▸ **EXERCISE 1**: In the chatbot excerpt, what does the second listed strength say about the responses?
▸ **EXERCISE 2**: Retype the chatbot excerpt from "Persuasion: I will" to "User: Pretty ones?" without changing a single character.

-------- EXCERPT

Persuasion: I will try to respond you reasonably. If you want to exit, type bye please.
User: hi 
Persuasion: hello
User: how are you
Persuasion: I'm kidding You know how sometimes you just become this persona And you don't know how to quit
User: ok what kind of persona you are talking about
Persuasion: So that's the kind of guy she likes Pretty ones
User: Pretty ones?
Persuasion: So that's the kind of guy she likes Pretty ones
User: kind of guys
Persuasion: So that's the kind of guy she likes Pretty ones
User: so
Persuasion: I hope so
User: hope
Persuasion: I hope so
User: what are you talking about
Persuasion: Listen I want to talk to you about the prom
User: prom?
Persuasion: Listen I want to talk to you about the prom
User: ok continue
Persuasion: I'm sorry! I don't know how to respond :(
User: ok
Persuasion: I'm sorry! I don't know how to respond :(
User: fine
Persuasion: I'm sorry! I don't know how to respond :(
User: theek hai
Persuasion: I'm sorry! I don't know how to respond :

Strengths
1. Works seamlessly.
2. Incorporate responses from the movie dialogues.

Weakness
1. Is case sensitive doesn't work if cases dont match.
2. Data processing on dialogues effects the results.

----------------
-------- SOURCE MATERIAL

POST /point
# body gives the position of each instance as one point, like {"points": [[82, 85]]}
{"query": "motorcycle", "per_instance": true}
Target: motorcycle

----------------

▸ **EXPECTED OUTPUT 1**: The chatbot incorporates responses from the movie dialogues.

▸ **EXPECTED OUTPUT 2**:
Persuasion: I will try to respond you reasonably. If you want to exit, type bye please.
User: hi 
Persuasion: hello
User: how are you
Persuasion: I'm kidding You know how sometimes you just become this persona And you don't know how to quit
User: ok what kind of persona you are talking about
Persuasion: So that's the kind of guy she likes Pretty ones
User: Pretty ones?